> **Goal of the exercise**
Tally the lines of the data below that contain the string "road", and give only that number.
>> Start Records shown
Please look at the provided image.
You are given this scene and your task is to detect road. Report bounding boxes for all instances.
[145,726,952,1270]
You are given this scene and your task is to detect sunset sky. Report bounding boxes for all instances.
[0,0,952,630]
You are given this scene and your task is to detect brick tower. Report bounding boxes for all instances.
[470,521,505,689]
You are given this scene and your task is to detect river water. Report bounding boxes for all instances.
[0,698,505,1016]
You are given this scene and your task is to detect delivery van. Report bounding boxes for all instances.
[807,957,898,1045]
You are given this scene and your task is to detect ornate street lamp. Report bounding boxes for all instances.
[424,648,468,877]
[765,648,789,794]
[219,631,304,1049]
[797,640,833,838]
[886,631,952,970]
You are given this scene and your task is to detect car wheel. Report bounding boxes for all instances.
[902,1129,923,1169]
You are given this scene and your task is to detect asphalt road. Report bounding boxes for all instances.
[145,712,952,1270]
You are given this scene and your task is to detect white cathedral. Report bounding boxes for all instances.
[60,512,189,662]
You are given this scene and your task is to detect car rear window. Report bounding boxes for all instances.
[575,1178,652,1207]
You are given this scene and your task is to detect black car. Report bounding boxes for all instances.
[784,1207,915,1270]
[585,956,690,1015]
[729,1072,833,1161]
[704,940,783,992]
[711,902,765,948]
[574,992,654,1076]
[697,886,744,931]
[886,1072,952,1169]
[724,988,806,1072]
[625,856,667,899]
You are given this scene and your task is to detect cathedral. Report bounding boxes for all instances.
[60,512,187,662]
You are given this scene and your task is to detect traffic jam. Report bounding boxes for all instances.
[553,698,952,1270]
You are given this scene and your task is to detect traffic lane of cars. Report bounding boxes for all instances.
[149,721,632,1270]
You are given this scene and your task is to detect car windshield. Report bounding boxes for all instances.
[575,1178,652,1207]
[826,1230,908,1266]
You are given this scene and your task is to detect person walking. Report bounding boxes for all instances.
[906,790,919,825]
>> End Records shown
> **Answer**
2